GIVEN EXERCISE: Pick out and copy each line in the rows below that contains the string "mountain". Letter case counts.

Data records
=====

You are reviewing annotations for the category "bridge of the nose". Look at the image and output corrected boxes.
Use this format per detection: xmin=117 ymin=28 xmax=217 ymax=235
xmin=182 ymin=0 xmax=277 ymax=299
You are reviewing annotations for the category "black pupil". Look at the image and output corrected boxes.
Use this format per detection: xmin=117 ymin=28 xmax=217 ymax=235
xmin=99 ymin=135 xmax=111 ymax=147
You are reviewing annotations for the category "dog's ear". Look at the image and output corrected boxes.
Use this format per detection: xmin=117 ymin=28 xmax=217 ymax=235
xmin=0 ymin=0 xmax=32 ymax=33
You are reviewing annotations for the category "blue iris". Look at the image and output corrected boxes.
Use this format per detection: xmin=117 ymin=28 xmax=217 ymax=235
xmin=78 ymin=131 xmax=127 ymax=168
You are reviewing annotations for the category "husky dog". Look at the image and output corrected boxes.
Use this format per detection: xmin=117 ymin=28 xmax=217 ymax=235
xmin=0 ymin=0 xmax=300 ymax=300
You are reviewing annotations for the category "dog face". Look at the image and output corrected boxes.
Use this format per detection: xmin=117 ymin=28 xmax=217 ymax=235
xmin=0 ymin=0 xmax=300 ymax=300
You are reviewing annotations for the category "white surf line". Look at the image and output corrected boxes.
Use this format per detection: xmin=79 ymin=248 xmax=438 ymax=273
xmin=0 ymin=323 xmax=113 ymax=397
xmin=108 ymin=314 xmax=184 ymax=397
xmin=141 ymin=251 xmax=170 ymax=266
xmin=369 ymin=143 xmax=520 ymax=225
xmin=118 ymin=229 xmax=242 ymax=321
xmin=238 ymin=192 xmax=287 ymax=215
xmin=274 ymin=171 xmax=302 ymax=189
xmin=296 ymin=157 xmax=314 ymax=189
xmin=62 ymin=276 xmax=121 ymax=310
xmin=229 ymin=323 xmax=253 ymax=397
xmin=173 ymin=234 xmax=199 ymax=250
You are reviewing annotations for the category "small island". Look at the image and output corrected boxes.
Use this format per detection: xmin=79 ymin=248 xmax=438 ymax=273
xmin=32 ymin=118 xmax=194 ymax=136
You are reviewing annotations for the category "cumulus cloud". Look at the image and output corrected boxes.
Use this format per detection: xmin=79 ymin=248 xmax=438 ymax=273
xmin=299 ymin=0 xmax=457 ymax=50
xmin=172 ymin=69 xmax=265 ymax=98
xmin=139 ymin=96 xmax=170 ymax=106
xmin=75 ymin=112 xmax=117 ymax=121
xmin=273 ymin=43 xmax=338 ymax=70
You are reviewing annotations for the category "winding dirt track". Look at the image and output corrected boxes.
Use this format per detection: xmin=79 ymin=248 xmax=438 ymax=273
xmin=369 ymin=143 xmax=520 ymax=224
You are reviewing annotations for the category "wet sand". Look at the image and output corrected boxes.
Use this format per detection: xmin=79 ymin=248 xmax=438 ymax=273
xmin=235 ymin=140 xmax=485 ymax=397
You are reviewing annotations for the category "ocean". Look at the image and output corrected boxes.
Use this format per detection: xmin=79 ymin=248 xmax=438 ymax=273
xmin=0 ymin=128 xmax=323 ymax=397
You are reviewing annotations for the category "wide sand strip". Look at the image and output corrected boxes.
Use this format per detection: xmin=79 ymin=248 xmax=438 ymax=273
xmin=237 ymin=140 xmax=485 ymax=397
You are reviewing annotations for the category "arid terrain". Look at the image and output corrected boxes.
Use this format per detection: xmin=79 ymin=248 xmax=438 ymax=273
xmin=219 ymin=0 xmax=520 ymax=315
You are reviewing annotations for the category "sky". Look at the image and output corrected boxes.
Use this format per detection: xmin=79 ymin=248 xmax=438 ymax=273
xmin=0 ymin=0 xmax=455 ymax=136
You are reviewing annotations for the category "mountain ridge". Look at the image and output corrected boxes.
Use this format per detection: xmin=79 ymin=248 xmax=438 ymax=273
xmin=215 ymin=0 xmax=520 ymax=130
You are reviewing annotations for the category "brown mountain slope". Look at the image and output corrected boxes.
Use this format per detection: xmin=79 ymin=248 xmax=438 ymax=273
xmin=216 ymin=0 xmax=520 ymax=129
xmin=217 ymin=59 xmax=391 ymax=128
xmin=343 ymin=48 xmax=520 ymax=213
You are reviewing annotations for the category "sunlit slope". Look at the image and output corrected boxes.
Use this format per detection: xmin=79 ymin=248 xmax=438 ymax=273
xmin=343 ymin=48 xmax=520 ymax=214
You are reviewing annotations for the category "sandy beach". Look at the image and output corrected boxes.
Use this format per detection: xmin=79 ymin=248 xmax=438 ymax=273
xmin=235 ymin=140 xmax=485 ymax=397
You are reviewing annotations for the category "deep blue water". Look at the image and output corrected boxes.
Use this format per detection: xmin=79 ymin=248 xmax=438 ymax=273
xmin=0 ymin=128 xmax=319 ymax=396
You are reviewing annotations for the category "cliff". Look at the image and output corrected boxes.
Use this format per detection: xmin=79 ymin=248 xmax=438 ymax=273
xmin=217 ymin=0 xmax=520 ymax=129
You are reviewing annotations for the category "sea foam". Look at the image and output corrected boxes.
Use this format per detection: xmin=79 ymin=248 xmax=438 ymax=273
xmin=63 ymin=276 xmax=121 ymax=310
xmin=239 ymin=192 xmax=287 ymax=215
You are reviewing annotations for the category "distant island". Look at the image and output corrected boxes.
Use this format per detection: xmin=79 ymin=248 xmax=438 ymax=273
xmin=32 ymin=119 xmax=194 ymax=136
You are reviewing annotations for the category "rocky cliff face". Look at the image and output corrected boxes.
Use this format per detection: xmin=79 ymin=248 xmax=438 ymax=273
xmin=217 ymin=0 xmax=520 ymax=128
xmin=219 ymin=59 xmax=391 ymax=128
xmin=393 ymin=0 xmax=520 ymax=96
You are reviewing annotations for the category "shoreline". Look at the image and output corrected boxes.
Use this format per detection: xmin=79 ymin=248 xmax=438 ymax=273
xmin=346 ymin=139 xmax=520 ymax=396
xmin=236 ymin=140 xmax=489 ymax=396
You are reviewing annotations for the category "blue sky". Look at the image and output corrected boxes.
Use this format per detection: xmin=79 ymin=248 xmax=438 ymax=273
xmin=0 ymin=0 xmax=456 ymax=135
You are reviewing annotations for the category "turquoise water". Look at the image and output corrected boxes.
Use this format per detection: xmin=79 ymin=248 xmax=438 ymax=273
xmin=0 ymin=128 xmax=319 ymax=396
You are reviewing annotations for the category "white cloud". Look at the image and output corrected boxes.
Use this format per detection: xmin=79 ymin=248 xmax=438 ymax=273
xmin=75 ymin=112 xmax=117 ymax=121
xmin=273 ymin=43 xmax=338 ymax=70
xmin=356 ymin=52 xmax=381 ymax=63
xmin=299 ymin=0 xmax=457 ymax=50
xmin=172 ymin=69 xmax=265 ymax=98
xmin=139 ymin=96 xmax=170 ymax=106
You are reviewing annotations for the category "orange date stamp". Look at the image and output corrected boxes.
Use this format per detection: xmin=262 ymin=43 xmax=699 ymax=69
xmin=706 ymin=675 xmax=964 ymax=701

=====

WORKED SOLUTION:
You are reviewing annotations for the category "mountain ridge". Look at the image and output corrected boxes.
You are reviewing annotations for the category "brown mountain slope". Look at the image and output corrected boxes.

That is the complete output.